__課題__:
静浜基地航空祭の記事から、「2024年05月23日 | 飛行機・飛行機の模型」で始まり「展示が始まったところでした。」で終わる部分を一字も変えずに書き写してください。

__抜粋本文__:
◆ ◆ ◆ ◆ ◆ ◆ ◆
工作台の休日

模型のこと、乗り物のこと、ときどきほかのことも。

静浜基地航空祭2024へ

2024年05月23日 | 飛行機・飛行機の模型
 東京みなと祭の翌日になりますが、航空自衛隊静浜基地に行ってきました。今年もこの時期に航空祭があり、この小さな基地に行ってきました。おいおい、家から近い横田でもオープンハウスやっているだろう、と言われそうですね。特に今年の横田はF-22も来ていたようですし・・・。こちらも負けてはいません。久しぶりにブルーインパルスのフライトもありますし、楽しみにしている飛行開発実験団の戦闘機のデモフライトもあります。
 焼津駅から少し歩いたところにある焼津新港から無料のシャトルバスが出ており、それに乗って基地に向かいます。あいにくの小雨交じりの天気でちょっと気分も萎えてしまいます。9時を少し回って基地に着きました。
売店を冷やかして飛行場地区に入ると、ちょうどUH-60Jの救難展示が始まったところでした。

今年はU-125Aはおらず、ヘリのみの展示でした。
午前中に百里基地・第3飛行隊のF-2がやってきました。第3飛行隊というと三沢というイメージが強く、百里と言われてもピンとこないのです。

曇天+逆光なので黒くつぶれてしまっています。失礼(一応コントラストとか調整したのですが)。二機のパイロットは二人とも静岡出身だそうです。
「ご近所」の浜松からT-4とT-400が来ました。

(T-4)

おなじみT-7の大編隊

プロペラの付いた飛行機がのんびり飛んでいるのを見るのだって楽しいものです。自分が年をとったせいなのか、以前は興味の向かなかったプロペラ練習機を眺めるのも楽しいなあと思うようになりました。

ブルーインパルスはお昼前後に登場







浜松からのリモートショー形式ですが、昔(T-2時代)の入間でもそういった形式はありました。こういう天気ですので写真の方も期待できませんが、航空祭のブルーインパルスのフライトそのものが個人的には久しぶりなので(昨年の鈴鹿のような例もありますが)、楽しみました。
ここで帰り支度となるお客さんもいるわけですが、フライトの無い昼の時間に地上に目を転じてみましょう。

外来機は陸自のヘリコプターです。CH-47Jは内部も入れました。

さすがに操縦席は撮影禁止とのこと。

出っ張ったお腹周りを見ると自分なんてまだまだ、と妙に安心してしまいます(するなよ)。

新鋭のUH-2も来ました。見るのは初めてです。


16式機動戦闘車が来ました。何度か走り回って機動力をアピールしました。結構土ぼこりが舞っていました。舗装されているエリアなのですが。

走行前に何か打ち合わせ中のようですね。
◆ ◆ ◆ ◆ ◆ ◆ ◆
__エントリー一覧__:
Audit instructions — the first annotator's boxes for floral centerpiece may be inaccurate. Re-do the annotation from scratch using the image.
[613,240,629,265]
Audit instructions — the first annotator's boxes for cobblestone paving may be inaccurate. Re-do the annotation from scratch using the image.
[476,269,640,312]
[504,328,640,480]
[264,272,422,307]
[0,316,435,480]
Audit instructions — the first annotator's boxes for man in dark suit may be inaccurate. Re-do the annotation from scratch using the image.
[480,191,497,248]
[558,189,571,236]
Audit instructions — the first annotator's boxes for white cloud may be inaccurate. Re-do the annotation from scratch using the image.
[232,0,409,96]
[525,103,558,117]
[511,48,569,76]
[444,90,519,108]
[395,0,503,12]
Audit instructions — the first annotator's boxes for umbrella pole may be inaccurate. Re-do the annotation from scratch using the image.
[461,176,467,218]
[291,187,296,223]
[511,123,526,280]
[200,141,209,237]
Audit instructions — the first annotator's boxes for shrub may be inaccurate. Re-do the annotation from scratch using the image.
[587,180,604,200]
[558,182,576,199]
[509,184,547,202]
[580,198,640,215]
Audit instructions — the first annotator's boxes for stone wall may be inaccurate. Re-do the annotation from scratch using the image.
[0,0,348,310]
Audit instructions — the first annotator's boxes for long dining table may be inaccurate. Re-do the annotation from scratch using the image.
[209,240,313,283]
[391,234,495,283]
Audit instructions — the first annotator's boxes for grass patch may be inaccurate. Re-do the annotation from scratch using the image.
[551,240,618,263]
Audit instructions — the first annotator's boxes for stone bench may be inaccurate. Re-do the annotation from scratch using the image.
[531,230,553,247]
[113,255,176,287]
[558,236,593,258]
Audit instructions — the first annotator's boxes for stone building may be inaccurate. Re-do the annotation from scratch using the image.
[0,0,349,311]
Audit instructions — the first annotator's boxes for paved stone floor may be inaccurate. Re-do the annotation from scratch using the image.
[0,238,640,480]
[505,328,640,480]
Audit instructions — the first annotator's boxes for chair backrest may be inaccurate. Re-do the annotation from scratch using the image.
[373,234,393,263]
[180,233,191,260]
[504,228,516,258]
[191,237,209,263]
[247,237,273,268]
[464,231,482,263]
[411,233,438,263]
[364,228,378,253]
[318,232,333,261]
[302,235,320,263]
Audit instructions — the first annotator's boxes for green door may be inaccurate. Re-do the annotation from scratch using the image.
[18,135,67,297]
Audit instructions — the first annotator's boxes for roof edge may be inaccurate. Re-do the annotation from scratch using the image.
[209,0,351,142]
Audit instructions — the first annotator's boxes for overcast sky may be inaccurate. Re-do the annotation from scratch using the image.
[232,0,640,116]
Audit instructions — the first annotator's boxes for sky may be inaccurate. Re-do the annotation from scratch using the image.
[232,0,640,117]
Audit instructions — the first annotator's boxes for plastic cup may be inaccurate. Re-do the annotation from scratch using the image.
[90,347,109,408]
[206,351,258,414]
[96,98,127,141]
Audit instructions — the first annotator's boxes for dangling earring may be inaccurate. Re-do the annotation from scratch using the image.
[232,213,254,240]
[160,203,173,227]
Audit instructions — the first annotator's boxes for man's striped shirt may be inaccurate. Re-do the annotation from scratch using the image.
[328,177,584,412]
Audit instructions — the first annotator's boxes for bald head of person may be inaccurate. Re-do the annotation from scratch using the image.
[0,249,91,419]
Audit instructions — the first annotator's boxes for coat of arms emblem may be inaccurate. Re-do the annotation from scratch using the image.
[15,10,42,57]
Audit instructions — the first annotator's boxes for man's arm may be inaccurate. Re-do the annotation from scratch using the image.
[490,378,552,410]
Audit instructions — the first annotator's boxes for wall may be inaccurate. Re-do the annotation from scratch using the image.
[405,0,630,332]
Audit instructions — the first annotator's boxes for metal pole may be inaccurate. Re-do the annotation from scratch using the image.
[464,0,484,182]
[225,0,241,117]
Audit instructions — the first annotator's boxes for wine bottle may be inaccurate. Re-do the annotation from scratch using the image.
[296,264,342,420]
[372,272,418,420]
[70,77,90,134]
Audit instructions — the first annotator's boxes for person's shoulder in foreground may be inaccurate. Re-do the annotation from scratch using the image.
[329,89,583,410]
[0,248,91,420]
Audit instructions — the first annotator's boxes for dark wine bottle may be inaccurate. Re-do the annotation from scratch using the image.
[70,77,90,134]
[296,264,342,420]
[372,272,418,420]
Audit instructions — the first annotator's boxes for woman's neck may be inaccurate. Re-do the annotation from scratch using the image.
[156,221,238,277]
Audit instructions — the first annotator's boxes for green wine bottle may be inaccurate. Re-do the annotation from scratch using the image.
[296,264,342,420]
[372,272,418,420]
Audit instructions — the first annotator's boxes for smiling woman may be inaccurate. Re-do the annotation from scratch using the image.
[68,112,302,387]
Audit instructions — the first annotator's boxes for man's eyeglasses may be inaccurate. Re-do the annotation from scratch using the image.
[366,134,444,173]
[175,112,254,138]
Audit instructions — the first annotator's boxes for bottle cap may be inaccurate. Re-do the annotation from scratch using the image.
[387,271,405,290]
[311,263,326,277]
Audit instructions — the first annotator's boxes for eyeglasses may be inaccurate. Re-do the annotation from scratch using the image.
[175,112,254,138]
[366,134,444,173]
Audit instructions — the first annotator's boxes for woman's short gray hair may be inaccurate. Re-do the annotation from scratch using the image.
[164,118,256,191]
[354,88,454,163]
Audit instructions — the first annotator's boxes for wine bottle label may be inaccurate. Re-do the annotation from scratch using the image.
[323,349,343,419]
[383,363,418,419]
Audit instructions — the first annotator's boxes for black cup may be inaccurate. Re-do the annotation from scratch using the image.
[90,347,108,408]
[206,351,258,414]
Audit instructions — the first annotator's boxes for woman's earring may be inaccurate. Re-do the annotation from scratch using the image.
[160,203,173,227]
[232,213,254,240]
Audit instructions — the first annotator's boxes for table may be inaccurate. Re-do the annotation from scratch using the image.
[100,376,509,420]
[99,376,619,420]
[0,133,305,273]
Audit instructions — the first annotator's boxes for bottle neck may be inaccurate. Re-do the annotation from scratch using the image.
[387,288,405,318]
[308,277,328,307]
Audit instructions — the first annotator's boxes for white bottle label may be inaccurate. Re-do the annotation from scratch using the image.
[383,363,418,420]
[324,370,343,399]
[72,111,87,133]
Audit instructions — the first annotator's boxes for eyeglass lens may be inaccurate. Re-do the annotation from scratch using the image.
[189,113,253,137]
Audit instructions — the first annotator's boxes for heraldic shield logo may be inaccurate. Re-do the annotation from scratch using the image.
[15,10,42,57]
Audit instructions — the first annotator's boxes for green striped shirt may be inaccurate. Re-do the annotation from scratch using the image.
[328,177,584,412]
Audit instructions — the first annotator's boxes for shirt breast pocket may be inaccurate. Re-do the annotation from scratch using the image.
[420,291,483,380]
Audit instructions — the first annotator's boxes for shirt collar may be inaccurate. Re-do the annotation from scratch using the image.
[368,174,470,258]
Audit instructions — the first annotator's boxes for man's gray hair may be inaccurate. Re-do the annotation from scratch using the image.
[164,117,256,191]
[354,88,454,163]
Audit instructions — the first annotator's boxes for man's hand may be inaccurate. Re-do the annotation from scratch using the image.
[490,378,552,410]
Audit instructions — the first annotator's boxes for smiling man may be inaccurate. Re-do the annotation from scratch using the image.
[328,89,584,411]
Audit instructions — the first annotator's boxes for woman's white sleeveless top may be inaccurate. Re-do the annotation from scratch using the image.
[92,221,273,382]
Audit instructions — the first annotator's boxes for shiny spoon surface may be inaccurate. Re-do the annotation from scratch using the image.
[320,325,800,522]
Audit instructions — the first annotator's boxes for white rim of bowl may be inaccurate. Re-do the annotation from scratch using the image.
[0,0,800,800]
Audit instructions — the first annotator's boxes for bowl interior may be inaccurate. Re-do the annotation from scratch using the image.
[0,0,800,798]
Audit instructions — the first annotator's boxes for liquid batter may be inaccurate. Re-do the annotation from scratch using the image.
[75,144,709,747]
◆ ◆ ◆ ◆ ◆ ◆ ◆
__正答__:
2024年05月23日 | 飛行機・飛行機の模型
 東京みなと祭の翌日になりますが、航空自衛隊静浜基地に行ってきました。今年もこの時期に航空祭があり、この小さな基地に行ってきました。おいおい、家から近い横田でもオープンハウスやっているだろう、と言われそうですね。特に今年の横田はF-22も来ていたようですし・・・。こちらも負けてはいません。久しぶりにブルーインパルスのフライトもありますし、楽しみにしている飛行開発実験団の戦闘機のデモフライトもあります。
 焼津駅から少し歩いたところにある焼津新港から無料のシャトルバスが出ており、それに乗って基地に向かいます。あいにくの小雨交じりの天気でちょっと気分も萎えてしまいます。9時を少し回って基地に着きました。
売店を冷やかして飛行場地区に入ると、ちょうどUH-60Jの救難展示が始まったところでした。